Exercise instructions -
• a. In the crop-type segmentation summary, what super-resolution factor does the ground truth of the released dataset have?
• b. Write the next part of the crop-type segmentation summary, picking up after its last sentence.

Provided text -
Context-self contrastive pretraining for crop type semantic segmentation
Michail Tarasiou, Riza Alp Guler, Stefanos Zafeiriou
TL;DR
The paper tackles boundary misclassification in pixel-level crop-type segmentation from Satellite Image Time Series by introducing Context-Self Contrastive Loss (CSCL), a fully supervised contrastive pre-training scheme that enforces semantic-consistent embeddings between each location and its local neighborhood. CSCL computes a local affinity within a dilated window, augmented with relative positional encodings, and optimizes a cosine-based contrastive loss over reformatted dense ground-truth labels; this pre-training proceeds without extra data and improves boundary delineation in dense segmentation. Empirically, CSCL achieves state-of-the-art results on France and Germany crop-type datasets, and the authors release the largest publicly available SITS crop-segmentation dataset with a ×4 super-resolution ground truth, enabling higher-resolution crop mapping. The findings show strong boundary gains, robust ablations, and practical benefits for high-granularity crop monitoring and policy-support applications, with broad potential for integrating CSCL into diverse dense-prediction tasks.

Dataset rows -
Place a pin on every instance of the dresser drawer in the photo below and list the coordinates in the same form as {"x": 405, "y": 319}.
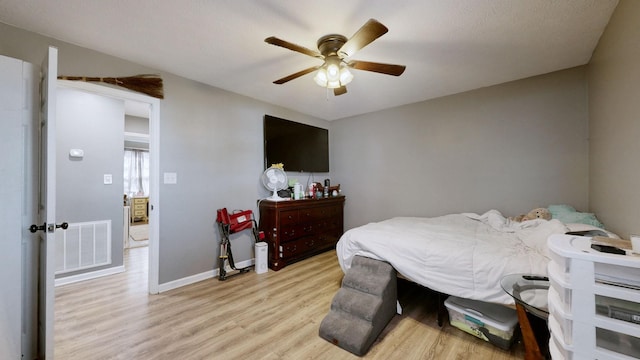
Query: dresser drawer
{"x": 299, "y": 229}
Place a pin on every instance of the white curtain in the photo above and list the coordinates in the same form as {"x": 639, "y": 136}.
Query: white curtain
{"x": 136, "y": 172}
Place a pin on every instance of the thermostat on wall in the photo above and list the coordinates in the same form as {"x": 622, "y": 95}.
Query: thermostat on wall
{"x": 77, "y": 153}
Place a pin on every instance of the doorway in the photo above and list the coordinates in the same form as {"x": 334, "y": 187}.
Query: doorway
{"x": 153, "y": 105}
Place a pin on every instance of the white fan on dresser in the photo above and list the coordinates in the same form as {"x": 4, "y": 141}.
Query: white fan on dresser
{"x": 274, "y": 179}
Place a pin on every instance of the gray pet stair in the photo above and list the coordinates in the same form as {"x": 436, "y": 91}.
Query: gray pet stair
{"x": 363, "y": 306}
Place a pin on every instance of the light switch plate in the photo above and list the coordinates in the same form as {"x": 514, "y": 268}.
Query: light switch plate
{"x": 170, "y": 178}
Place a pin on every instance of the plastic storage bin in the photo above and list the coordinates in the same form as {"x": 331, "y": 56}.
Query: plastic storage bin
{"x": 494, "y": 323}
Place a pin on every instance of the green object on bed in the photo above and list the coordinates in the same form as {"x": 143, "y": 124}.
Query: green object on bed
{"x": 567, "y": 214}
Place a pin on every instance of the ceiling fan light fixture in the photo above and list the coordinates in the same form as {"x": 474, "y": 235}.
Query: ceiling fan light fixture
{"x": 345, "y": 76}
{"x": 321, "y": 77}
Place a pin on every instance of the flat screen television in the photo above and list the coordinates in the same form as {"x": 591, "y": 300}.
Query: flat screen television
{"x": 300, "y": 147}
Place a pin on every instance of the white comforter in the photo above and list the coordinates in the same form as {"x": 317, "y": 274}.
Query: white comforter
{"x": 463, "y": 255}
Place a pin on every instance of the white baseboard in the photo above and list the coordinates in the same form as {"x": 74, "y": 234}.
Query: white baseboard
{"x": 88, "y": 276}
{"x": 199, "y": 277}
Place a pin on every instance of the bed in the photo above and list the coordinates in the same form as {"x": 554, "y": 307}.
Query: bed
{"x": 464, "y": 255}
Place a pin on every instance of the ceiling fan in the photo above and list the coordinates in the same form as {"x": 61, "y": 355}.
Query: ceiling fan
{"x": 334, "y": 49}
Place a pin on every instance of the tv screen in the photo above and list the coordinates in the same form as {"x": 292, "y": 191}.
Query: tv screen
{"x": 299, "y": 147}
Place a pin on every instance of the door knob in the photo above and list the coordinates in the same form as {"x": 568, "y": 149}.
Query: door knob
{"x": 33, "y": 228}
{"x": 52, "y": 227}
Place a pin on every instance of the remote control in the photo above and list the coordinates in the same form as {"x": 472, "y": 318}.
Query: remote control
{"x": 535, "y": 277}
{"x": 608, "y": 249}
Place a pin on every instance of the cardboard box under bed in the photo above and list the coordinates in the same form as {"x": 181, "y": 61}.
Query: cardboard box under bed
{"x": 491, "y": 322}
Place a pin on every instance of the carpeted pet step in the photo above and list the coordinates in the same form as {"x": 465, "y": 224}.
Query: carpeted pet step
{"x": 348, "y": 332}
{"x": 363, "y": 306}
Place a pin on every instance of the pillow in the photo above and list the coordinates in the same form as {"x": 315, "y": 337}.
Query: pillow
{"x": 568, "y": 214}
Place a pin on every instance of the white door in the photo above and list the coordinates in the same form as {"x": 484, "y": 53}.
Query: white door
{"x": 47, "y": 206}
{"x": 17, "y": 116}
{"x": 20, "y": 116}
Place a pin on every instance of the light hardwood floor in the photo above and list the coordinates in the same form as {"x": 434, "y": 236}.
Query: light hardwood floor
{"x": 275, "y": 315}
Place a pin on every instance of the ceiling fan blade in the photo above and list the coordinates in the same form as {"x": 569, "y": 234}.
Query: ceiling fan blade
{"x": 389, "y": 69}
{"x": 370, "y": 31}
{"x": 296, "y": 75}
{"x": 291, "y": 46}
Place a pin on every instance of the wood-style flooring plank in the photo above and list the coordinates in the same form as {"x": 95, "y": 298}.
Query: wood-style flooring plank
{"x": 269, "y": 316}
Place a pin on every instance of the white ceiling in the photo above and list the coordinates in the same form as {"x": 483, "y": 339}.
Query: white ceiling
{"x": 448, "y": 46}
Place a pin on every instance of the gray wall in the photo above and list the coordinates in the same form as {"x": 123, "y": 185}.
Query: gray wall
{"x": 511, "y": 147}
{"x": 211, "y": 138}
{"x": 94, "y": 124}
{"x": 614, "y": 115}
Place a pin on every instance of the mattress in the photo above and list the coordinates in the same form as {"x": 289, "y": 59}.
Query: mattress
{"x": 464, "y": 255}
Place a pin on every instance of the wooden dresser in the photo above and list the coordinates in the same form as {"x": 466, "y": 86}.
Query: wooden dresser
{"x": 297, "y": 229}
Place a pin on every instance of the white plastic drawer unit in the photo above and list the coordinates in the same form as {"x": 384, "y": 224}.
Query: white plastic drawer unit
{"x": 594, "y": 301}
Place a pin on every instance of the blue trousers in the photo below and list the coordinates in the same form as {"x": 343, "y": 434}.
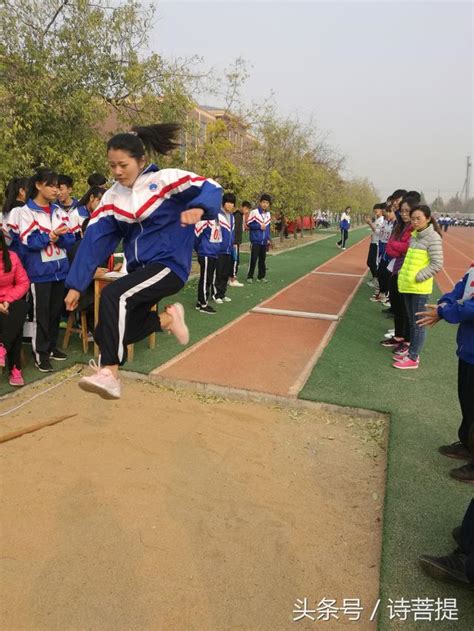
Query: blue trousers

Answers to the exercises -
• a. ×4

• b.
Abstract
In this paper, we propose a fully supervised pre-training scheme based on contrastive learning particularly tailored to dense classification tasks. The proposed Context-Self Contrastive Loss (CSCL) learns an embedding space that makes semantic boundaries pop-up by use of a similarity metric between every location in a training sample and its local context. For crop type semantic segmentation from Satellite Image Time Series (SITS) we find performance at parcel boundaries to be a critical bottleneck and explain how CSCL tackles the underlying cause of that problem, improving the state-of-the-art performance in this task. Additionally, using images from the Sentinel-2 (S2) satellite missions we compile the largest, to our knowledge, SITS dataset densely annotated by crop type and parcel identities, which we make publicly available together with the data generation pipeline. Using that data we find CSCL, even with minimal pre-training, to improve all respective baselines and present a process for semantic segmentation at super-resolution for obtaining crop classes at a more granular level. The code and instructions to download the data can be found in https://github.com/michaeltrs/DeepSatModels.